WORK INSTRUCTIONS =
The lines to print run from the top of the material below to the line with "output: one SVG", inclusive; please copy them exactly, without pictures.

DATA TO EXAMINE =

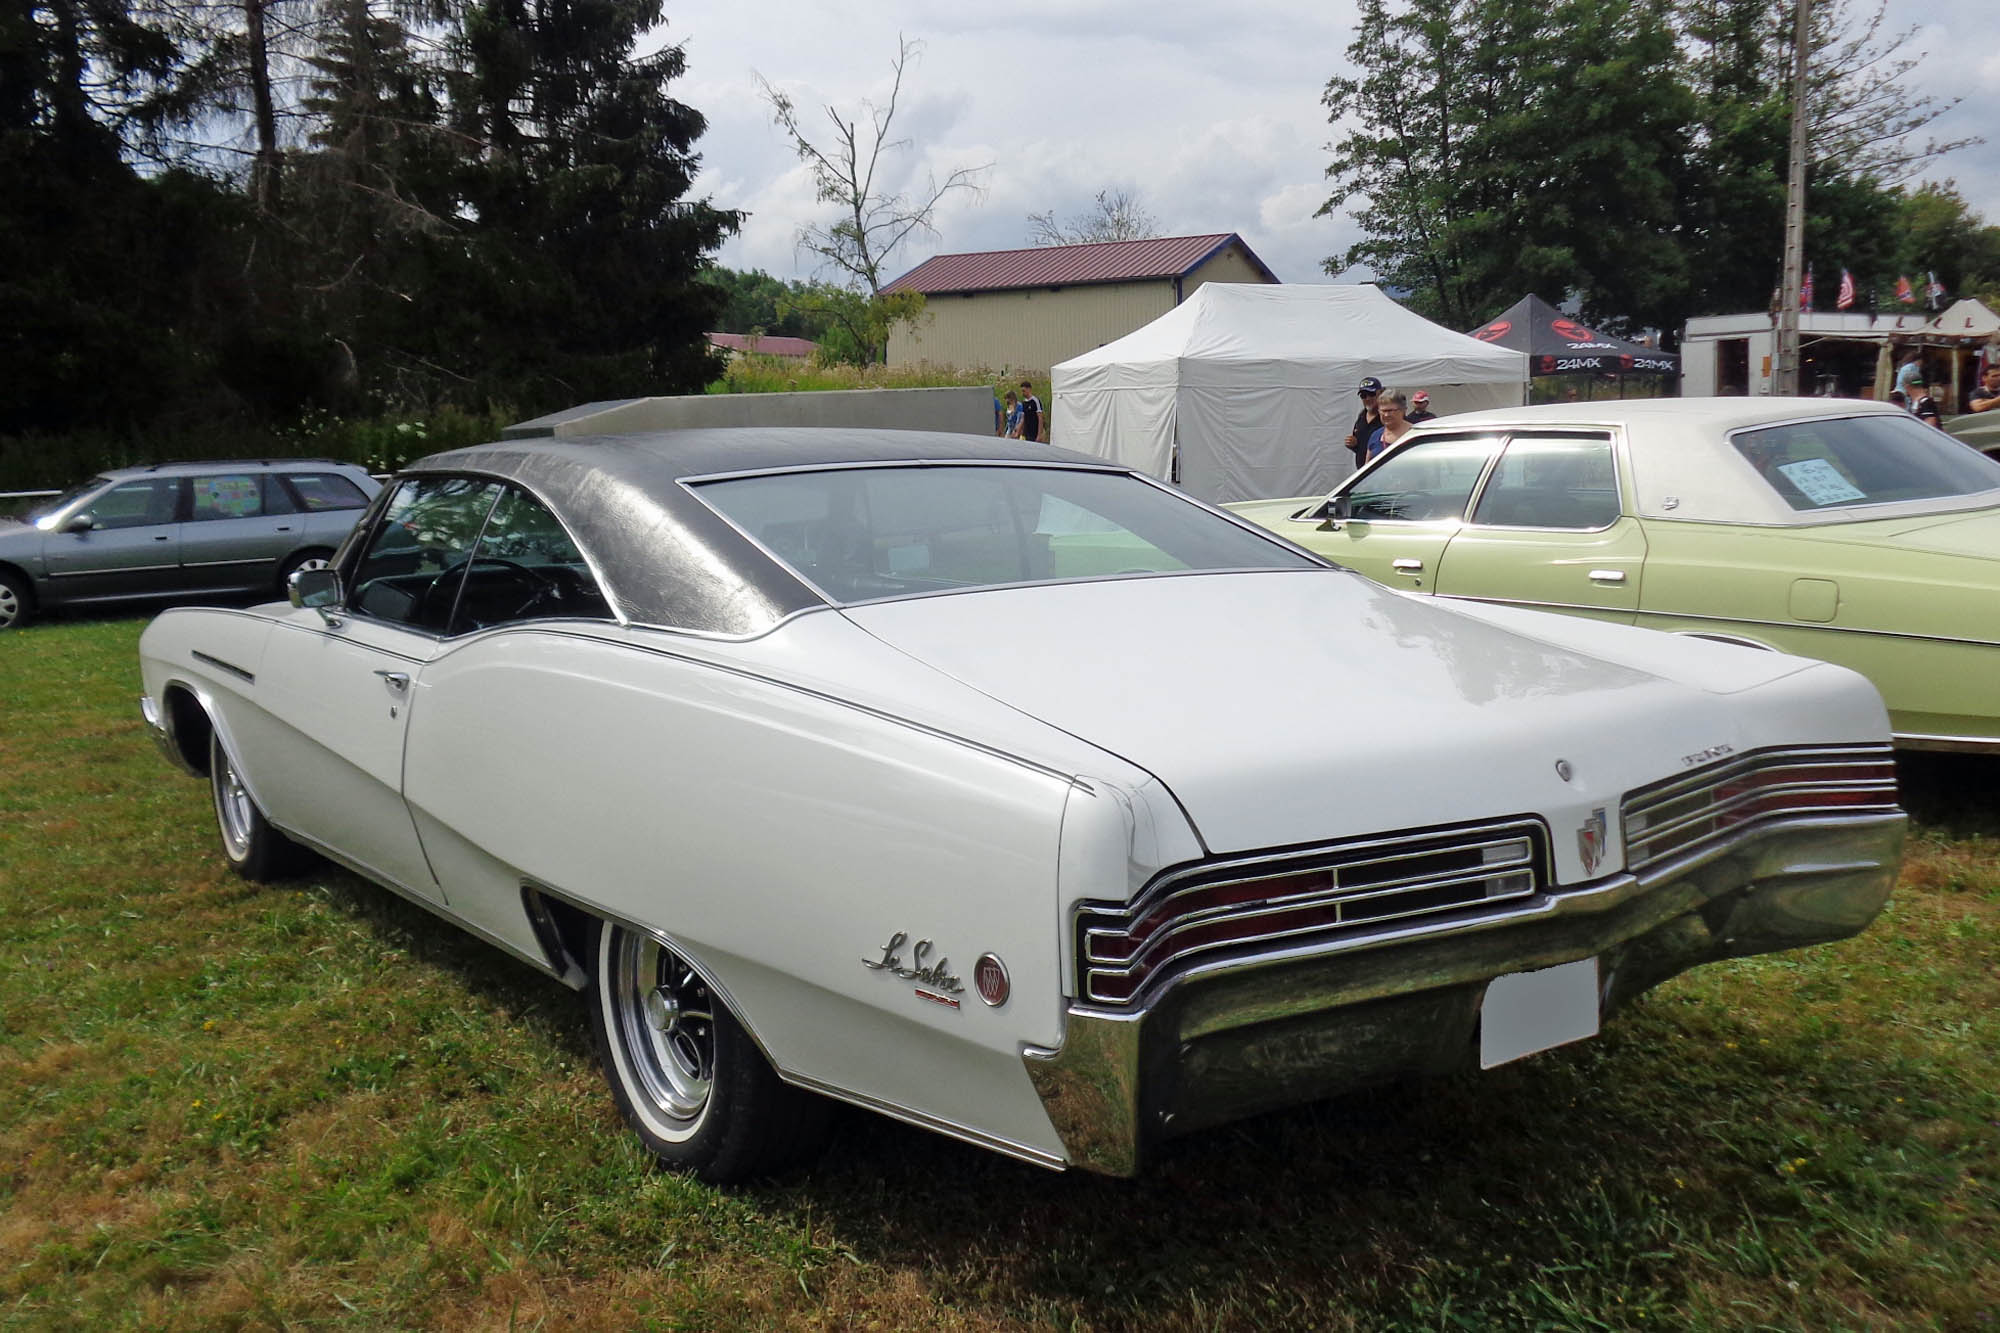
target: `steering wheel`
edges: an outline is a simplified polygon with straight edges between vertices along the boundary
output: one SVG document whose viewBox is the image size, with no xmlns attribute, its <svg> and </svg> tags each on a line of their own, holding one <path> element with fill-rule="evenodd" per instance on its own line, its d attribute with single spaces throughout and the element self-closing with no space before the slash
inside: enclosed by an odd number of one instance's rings
<svg viewBox="0 0 2000 1333">
<path fill-rule="evenodd" d="M 437 598 L 440 588 L 456 589 L 458 586 L 456 580 L 461 575 L 469 576 L 473 567 L 479 565 L 498 566 L 506 570 L 509 574 L 519 576 L 523 583 L 530 585 L 534 591 L 528 600 L 523 603 L 524 606 L 532 606 L 542 598 L 556 591 L 555 583 L 548 577 L 540 571 L 530 569 L 518 561 L 508 560 L 497 555 L 482 555 L 470 560 L 458 560 L 439 570 L 437 577 L 431 580 L 431 586 L 424 589 L 423 596 L 417 599 L 417 623 L 420 625 L 435 625 L 437 629 L 448 629 L 449 626 L 447 625 L 435 624 L 433 612 L 442 610 L 448 616 L 451 614 L 451 607 L 448 605 L 442 608 L 434 607 L 432 602 Z M 449 594 L 446 595 L 449 596 Z"/>
</svg>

EXPECTED OUTPUT =
target: `steering wheel`
edges: an outline is a simplified polygon with straight edges between vertices along the boundary
output: one SVG document whose viewBox is the image size, with no xmlns attribute, its <svg> and </svg> tags each on a line of their own, holding one <path> element with fill-rule="evenodd" per instance on its own line, its d attribute with single spaces throughout and the element self-closing with no space before the slash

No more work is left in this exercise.